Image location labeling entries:
*****
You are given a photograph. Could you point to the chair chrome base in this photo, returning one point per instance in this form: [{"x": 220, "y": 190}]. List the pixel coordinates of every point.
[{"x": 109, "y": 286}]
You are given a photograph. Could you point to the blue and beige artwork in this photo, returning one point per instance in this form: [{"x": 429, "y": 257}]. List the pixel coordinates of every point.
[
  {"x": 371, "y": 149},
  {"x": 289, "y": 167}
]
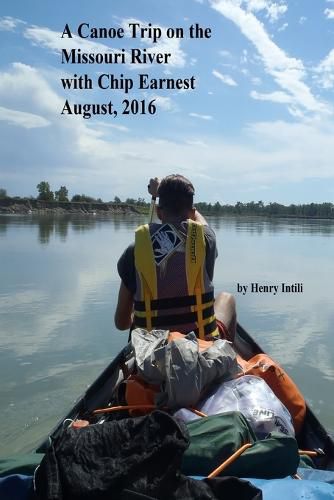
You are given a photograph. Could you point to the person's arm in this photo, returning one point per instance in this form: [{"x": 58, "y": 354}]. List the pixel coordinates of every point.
[
  {"x": 199, "y": 218},
  {"x": 124, "y": 308}
]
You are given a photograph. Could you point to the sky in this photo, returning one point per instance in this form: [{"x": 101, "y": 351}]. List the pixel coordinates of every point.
[{"x": 257, "y": 126}]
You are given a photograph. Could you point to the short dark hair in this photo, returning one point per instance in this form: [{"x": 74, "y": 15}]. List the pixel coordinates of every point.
[{"x": 176, "y": 194}]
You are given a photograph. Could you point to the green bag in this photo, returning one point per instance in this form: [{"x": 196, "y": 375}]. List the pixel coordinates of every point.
[
  {"x": 215, "y": 438},
  {"x": 271, "y": 458},
  {"x": 20, "y": 464}
]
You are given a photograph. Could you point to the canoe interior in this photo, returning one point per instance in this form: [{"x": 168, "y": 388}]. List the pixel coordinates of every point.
[{"x": 106, "y": 390}]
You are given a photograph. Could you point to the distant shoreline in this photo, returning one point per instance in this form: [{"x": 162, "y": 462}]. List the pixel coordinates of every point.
[
  {"x": 30, "y": 206},
  {"x": 25, "y": 206}
]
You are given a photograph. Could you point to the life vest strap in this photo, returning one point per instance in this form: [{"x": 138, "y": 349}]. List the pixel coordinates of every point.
[
  {"x": 174, "y": 302},
  {"x": 175, "y": 319}
]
*****
**EXERCISE OBJECTIVE:**
Reproduce the records verbatim, beginning at the line that contains "You are given a photograph. Could you point to the life" and continuing through the end of the records.

**CORRECT ANSWER:**
You are given a photograph. Could you point to the life vest strap in this photo, returning one point per instance in this form: [{"x": 138, "y": 349}]. List the pixel coordinates of every point.
[
  {"x": 174, "y": 302},
  {"x": 175, "y": 319}
]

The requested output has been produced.